#### [DOCUMENT TEXT]
[START]
Monday, September 4, 2023

Ministry-Sized Hole

 If you’ve known me for awhile,

Then you know that I am an ordained Baptist minister

Who once thought herself called to full-time vocational ministry.

 

I have two graduate degrees:

A Master of Divinity in Christian Education and a Master of School Administration.

If I were to get another degree, I would most likely pursue a Doctorate of Ministry,

But unfortunately, I haven’t found a program compatible with my life as a public-school music teacher because

I’m technically not “in the ministry,” and

My schedule is not set up for day-time school.

 

Yet there is a constant yearning—

A ministry-sized hole that longs to be filled.

I often wonder what I’m doing with my life,

Spending my days with snotty-nosed kids who don’t know how to tie their shoes or

Stinky kids who haven’t yet figured out that they need deodorant.

I often hear echoes of voices telling me that I’m “wasting my gifts” and that

I could be “doing so much more.”

 

 

I didn’t want to go to church yesterday.

Sometimes, when church is over 30 minutes away,

One just doesn’t feel like making the drive.

But I did.

And the Holy Spirit completely, totally, 100% unexpectedly showed up and poured certainty into my ministry-sized hole.

 

Pastor Ann’s sermon was not about vocational call.

She spoke about that a few weeks ago.
[END]
#### [MATERIAL FOR THIS EXERCISE]
[START]
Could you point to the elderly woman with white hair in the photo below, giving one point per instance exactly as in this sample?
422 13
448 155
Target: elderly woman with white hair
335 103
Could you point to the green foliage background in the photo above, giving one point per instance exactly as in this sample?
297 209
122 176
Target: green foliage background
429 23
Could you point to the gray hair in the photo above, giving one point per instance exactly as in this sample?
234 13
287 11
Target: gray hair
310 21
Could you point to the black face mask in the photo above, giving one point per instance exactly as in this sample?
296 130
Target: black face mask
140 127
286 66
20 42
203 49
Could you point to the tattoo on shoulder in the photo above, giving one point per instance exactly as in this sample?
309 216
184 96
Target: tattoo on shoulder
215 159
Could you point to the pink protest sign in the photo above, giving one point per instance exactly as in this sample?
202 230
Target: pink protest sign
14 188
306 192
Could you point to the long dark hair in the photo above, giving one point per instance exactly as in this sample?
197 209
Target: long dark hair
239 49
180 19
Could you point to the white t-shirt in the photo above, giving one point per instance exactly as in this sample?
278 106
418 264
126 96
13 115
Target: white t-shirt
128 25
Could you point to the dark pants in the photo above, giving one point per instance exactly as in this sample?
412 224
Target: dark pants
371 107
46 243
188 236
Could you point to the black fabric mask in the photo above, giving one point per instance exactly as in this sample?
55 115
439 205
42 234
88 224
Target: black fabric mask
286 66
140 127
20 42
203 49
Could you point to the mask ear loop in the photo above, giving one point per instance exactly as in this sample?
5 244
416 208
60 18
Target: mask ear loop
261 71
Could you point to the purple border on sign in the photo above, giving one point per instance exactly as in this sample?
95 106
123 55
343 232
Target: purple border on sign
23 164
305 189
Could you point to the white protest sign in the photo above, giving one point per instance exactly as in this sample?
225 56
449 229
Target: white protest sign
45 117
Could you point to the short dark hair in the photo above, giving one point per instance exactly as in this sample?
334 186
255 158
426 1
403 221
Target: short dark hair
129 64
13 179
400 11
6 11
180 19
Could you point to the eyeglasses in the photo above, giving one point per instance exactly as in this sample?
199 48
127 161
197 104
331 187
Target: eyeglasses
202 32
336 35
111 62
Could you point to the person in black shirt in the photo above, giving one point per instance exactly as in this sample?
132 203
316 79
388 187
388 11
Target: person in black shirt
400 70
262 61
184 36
[END]
#### [PROBLEMS TO SOLVE]
**a)** Extract every line of the entries above that contains the word "with".
**b)** Carry on the post about the ministry-sized hole from the point where it stops.

#### [ANSWERS BELOW]
**a)**
Could you point to the elderly woman with white hair in the photo below, giving one point per instance exactly as in this sample?
Target: elderly woman with white hair

**b)**
I was moved by the notion that all vocations are called to share the love and grace of Jesus Christ.

But even then, the ministry-sized hole gaped open.

 

Then yesterday, while preaching a sermon about “The Good Life,”

Pastor Ann briefly mentioned something about ministering to children.

Tears formed in my eyes.

I quickly pulled myself together, though, because the statement was passing and not the focus of her sermon.

A few minutes later, in total context of what she was preaching, Pastor Ann asked how we would feel if Jesus looked at us, like he did Peter, and said, “Get behind me Satan.”

Tears swelled in my eyes as my gut reacted to the statement and

I knew that I never wanted to hear Jesus say those words to me.

Then, as Pastor Ann was ending her sermon, she once again mentioned something about children,

And at that point I couldn’t contain the tears.

They rolled down my face.

I was hearing the words I never wanted to hear yet they were revolutionizing my life:

Get behind me voices telling me that I’m wasting my life.

Get behind me voices telling me I could be doing so much more.

Get behind me Satan.

 

I, Deanna Deaton, am called to be a public-school music teacher for such a time as this.

And there is nothing more important that I could be doing.

 

God has a way of moving when we least expect it.

God has a way of planting us exactly where we need to be.

God has a way of commanding evil to get behind the cross.

And God has a way of speaking fullness into the gaping holes of our hearts...

 

Amen.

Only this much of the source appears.